__Work item__: Spot each line in the data below containing "shadow" and copy it.

• • • • •

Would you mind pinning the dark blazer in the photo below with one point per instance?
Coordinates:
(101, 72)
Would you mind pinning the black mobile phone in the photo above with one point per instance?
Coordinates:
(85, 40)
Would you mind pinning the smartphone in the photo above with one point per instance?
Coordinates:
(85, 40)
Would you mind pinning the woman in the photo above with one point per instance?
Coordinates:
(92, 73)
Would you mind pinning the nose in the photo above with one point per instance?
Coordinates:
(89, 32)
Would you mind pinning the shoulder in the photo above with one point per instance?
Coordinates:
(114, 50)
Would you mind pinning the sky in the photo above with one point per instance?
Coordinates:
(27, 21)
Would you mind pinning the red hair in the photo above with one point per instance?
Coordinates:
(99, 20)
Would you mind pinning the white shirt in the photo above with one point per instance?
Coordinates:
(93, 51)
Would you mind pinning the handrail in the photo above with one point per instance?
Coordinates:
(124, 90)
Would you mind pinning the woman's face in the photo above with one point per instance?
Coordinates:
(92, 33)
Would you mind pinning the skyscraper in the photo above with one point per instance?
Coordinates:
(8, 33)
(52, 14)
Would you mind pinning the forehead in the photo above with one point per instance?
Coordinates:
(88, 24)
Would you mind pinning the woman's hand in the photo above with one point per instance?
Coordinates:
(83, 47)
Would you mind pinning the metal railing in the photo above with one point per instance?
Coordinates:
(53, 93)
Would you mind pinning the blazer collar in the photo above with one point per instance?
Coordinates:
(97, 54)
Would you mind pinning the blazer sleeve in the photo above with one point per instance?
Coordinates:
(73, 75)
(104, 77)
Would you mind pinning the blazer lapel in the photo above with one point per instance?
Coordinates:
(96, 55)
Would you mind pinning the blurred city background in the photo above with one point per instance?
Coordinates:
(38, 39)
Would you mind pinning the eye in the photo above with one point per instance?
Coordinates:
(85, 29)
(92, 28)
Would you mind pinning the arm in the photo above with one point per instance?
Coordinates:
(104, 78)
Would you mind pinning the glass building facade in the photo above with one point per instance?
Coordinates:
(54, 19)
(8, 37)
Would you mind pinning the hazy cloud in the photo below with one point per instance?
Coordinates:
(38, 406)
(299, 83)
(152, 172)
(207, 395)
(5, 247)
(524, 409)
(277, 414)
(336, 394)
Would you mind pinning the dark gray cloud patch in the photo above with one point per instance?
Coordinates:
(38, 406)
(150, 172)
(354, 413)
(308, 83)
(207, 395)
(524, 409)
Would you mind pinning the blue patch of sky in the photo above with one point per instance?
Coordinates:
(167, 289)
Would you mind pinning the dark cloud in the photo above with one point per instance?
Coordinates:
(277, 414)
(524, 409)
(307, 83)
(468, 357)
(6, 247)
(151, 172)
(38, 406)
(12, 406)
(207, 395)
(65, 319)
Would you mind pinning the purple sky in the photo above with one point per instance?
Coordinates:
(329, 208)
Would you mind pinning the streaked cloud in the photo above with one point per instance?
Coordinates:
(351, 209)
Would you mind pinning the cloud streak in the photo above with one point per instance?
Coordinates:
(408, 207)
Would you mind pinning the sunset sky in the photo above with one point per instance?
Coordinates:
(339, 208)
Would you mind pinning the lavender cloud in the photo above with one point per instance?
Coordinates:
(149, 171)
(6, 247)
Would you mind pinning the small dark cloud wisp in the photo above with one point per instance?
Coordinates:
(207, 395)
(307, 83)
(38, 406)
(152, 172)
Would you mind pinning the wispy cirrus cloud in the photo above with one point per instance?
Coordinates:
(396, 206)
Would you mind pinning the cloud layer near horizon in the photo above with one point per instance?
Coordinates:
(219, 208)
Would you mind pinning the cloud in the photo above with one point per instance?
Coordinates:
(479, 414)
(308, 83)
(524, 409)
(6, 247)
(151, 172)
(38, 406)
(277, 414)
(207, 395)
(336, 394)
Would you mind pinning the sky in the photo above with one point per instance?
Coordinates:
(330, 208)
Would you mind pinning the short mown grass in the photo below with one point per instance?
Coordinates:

• • • • •

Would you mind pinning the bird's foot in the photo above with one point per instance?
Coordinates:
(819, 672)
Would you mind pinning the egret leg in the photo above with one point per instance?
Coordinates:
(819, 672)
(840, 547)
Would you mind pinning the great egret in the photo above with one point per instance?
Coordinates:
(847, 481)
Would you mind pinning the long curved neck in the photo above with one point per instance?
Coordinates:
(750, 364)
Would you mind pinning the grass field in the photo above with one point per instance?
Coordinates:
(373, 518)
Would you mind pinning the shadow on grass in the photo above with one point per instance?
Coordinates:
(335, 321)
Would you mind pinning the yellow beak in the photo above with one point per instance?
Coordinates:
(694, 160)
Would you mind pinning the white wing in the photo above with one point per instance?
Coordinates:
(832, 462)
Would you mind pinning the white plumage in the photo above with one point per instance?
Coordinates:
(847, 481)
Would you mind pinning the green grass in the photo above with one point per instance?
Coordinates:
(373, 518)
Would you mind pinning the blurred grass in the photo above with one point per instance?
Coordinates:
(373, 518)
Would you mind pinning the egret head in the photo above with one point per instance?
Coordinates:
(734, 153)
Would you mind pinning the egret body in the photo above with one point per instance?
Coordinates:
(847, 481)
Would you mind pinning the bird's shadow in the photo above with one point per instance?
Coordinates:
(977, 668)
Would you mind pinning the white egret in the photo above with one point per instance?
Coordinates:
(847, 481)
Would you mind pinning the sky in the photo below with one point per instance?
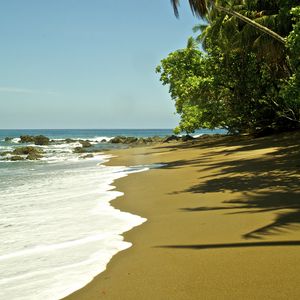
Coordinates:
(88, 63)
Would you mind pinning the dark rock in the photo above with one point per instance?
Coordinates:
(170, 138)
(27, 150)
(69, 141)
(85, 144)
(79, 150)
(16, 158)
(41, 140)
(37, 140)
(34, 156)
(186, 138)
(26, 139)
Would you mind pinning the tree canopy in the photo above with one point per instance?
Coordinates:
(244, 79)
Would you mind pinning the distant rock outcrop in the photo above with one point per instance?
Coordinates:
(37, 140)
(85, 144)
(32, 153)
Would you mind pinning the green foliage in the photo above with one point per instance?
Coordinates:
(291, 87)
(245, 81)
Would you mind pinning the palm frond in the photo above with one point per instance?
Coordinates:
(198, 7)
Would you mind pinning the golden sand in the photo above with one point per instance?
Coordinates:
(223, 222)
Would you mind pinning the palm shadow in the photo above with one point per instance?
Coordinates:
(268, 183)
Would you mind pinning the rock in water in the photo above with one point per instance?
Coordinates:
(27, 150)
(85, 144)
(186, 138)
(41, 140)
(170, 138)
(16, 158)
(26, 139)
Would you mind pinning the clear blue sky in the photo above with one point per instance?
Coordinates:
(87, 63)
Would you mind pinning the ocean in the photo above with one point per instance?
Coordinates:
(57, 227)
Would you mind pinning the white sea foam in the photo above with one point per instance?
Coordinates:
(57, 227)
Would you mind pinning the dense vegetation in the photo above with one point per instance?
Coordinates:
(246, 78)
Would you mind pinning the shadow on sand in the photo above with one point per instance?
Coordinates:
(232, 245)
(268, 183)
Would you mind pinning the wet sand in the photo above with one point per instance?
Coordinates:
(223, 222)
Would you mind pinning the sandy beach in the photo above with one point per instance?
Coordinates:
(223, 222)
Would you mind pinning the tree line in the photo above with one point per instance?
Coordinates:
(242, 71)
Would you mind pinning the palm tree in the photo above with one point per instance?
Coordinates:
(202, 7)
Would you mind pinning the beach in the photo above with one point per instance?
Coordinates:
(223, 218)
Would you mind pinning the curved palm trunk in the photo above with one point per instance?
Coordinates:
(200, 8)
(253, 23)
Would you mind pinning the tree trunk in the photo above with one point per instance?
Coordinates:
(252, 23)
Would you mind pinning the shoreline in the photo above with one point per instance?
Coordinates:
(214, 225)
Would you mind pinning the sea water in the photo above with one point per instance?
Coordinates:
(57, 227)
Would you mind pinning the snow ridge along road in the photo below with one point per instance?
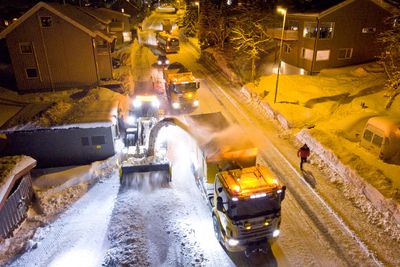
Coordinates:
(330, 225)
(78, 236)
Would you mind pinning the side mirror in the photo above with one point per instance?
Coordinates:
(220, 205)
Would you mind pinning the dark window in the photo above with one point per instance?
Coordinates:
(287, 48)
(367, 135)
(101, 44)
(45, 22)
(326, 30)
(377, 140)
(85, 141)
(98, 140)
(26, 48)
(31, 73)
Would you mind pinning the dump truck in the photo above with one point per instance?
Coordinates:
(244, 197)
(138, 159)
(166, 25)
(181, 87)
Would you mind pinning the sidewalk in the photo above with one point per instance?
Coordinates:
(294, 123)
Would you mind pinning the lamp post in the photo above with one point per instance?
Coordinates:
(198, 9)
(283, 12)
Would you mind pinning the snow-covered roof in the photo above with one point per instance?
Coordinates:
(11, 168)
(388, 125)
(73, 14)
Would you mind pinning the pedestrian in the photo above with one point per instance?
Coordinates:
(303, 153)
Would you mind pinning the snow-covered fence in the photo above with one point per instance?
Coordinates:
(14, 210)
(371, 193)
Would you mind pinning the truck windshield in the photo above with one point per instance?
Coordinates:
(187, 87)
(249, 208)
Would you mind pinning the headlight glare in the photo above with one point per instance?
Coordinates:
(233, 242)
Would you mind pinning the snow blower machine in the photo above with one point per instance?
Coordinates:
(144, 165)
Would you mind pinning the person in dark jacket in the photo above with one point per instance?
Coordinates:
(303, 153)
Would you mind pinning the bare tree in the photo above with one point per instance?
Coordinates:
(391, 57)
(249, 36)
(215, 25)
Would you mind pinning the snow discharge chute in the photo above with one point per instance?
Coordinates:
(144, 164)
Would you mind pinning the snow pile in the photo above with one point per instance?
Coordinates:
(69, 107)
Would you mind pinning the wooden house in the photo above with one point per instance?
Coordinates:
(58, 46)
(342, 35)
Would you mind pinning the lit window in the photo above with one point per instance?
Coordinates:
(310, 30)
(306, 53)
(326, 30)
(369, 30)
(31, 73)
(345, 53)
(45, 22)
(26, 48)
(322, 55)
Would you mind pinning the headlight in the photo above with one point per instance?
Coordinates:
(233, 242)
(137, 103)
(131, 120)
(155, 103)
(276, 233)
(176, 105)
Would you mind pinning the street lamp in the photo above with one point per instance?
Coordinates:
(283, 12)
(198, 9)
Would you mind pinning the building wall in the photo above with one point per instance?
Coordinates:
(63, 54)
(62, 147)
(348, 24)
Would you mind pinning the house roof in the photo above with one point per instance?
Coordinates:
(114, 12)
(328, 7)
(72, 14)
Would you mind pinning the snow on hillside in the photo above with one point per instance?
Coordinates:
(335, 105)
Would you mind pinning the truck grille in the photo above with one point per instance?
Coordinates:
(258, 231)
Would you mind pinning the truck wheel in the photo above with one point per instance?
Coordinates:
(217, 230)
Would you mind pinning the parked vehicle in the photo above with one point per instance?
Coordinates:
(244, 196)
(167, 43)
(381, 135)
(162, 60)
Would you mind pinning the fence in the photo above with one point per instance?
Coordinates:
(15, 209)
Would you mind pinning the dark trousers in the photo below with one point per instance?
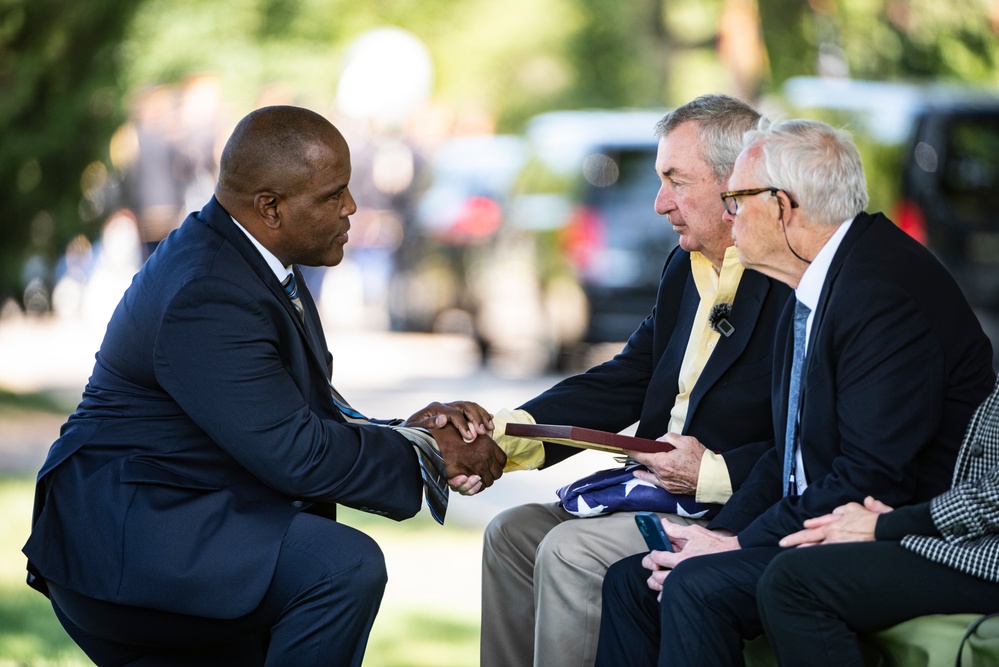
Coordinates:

• • • • •

__Your solution__:
Would you mind pinning the shadow on grass in the photo above with one point per instance?
Would you mind pinning the bird's shadow in the photo above with one point per instance?
Would you mind pinning the palm shadow in the photo above with one point per instance?
Would you mind pinning the shadow on sand in the photo above with one point per instance?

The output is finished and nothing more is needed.